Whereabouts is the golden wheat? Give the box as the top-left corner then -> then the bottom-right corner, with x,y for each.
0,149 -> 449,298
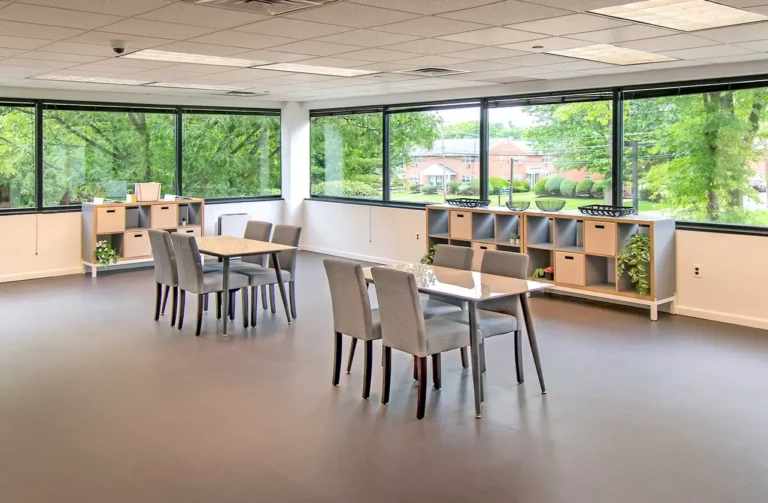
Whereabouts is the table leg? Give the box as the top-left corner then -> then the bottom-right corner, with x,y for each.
—————
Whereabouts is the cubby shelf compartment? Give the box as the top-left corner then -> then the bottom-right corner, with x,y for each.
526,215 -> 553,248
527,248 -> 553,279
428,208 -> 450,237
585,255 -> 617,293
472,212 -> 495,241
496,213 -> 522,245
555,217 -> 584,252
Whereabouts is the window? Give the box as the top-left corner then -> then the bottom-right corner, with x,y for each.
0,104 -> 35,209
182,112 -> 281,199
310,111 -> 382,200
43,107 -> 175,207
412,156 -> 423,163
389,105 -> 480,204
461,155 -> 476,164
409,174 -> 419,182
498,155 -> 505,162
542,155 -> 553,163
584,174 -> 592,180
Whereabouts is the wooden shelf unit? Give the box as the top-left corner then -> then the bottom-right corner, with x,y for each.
—————
■ Task requirements ■
Each line above that falls between the line with "Whereabouts is the golden" and the line with "Whereabouts is the table" should be printed exactly, together with those two lines, but the pictures should not.

■ Solved exercise ■
Whereabouts is the golden wheat? Give the box as the top-left corner then -> then the bottom-right corner, with x,y for each.
0,149 -> 449,298
Whereabouts is the table leg? Give the box as the top-left corner then -> then the bottom-right corner, with x,y for each.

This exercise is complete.